[Entries from a point annotation set]
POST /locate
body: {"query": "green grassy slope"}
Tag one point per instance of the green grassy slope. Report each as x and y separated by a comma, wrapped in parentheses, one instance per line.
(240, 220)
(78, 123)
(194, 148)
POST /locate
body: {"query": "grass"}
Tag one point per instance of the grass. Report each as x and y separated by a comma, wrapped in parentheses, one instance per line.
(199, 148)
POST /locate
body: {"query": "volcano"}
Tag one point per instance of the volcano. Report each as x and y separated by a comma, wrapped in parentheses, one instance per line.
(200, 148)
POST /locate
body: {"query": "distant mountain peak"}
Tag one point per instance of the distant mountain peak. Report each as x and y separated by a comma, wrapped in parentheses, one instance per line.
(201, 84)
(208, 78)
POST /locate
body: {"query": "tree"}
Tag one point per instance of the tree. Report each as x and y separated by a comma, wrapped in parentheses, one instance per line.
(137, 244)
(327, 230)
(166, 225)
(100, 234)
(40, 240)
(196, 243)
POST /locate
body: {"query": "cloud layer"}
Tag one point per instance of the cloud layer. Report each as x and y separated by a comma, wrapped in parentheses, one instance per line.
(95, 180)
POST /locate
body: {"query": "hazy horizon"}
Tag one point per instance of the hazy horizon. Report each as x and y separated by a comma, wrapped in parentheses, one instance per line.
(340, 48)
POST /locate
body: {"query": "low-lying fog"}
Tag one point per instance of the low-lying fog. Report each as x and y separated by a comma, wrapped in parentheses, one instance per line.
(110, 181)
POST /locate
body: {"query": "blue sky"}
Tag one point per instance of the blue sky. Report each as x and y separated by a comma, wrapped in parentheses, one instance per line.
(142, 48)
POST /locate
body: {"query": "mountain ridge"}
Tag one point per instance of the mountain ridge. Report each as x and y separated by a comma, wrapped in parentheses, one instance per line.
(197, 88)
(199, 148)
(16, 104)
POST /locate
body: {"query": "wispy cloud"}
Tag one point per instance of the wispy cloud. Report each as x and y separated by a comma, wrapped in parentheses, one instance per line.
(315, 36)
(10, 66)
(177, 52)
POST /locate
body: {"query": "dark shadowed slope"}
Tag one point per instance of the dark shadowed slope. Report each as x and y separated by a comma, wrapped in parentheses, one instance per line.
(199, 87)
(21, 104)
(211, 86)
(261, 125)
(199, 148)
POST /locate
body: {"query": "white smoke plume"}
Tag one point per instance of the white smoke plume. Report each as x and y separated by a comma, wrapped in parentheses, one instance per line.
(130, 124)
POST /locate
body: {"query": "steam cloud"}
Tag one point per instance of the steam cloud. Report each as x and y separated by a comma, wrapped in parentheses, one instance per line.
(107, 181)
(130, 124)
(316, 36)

§ Problem:
Tally the lines in the records above that contain the string "mountain". Case counts, and the reply should be the number alone.

§ Reply:
4